Reproduce the entries below word for word, from the very first line down through the line that contains "[(392, 264)]".
# Start of Data for this exercise
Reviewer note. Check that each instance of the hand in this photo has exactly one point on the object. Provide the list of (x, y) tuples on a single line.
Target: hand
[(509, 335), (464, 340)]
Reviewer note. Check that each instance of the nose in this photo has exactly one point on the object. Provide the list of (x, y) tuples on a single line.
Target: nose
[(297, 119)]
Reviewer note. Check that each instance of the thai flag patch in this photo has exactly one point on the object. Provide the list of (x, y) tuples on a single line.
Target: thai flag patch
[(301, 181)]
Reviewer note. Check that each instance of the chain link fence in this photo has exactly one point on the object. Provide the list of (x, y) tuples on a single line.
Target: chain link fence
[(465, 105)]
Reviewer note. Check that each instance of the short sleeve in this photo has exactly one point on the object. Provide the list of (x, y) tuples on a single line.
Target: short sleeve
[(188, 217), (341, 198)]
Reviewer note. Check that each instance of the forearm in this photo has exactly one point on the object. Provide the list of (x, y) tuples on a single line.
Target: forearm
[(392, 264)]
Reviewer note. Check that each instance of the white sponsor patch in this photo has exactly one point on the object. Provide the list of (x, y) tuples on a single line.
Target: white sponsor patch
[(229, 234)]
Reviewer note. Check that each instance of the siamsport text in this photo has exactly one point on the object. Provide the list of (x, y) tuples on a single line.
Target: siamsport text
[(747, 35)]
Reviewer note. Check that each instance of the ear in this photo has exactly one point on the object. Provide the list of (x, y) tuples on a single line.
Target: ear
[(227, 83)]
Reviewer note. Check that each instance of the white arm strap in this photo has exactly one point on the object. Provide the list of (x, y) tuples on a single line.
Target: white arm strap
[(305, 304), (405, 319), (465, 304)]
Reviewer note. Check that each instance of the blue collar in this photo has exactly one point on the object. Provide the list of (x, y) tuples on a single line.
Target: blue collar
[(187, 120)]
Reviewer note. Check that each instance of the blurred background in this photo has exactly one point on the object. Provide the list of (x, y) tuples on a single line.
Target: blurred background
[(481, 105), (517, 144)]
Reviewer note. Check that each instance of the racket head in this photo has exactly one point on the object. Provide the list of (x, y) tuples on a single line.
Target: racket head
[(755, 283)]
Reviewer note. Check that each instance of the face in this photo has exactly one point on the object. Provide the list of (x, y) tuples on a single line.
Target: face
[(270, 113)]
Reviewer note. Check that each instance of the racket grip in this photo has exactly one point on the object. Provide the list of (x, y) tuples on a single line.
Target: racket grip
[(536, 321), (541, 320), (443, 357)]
# End of Data for this exercise
* _Right answer_:
Reviewer note. Check that each instance of the hand in this photo has exactly one point on the object. Provide the list of (x, y) tuples on a single line.
Target: hand
[(509, 335), (464, 340)]
Reviewer note. Check that each instance of the nose in this photo has exactly one point on the object. Provide the list of (x, y) tuples on a single line.
Target: nose
[(297, 119)]
Reviewer note. Check that each instance of the thai flag patch in this photo has exactly one point on the object. Provide the list of (x, y) tuples on a single line.
Target: thai flag patch
[(301, 181)]
Reviewer note. Check that each instance of the chain link fence in this photo has exactly one point on the object. Provide the list of (x, y) tuples on a single line.
Target: chain link fence
[(465, 105)]
Reviewer note. Check that each instance of the short sleeve in this photo has exactly one point on the object. Provide the list of (x, y) tuples on a single line.
Target: short sleeve
[(188, 217), (341, 198)]
Reviewer note. Check that each instance of the forearm in this photo has exactly one point on the object. Provide the list of (x, y) tuples on a single line.
Target: forearm
[(392, 264)]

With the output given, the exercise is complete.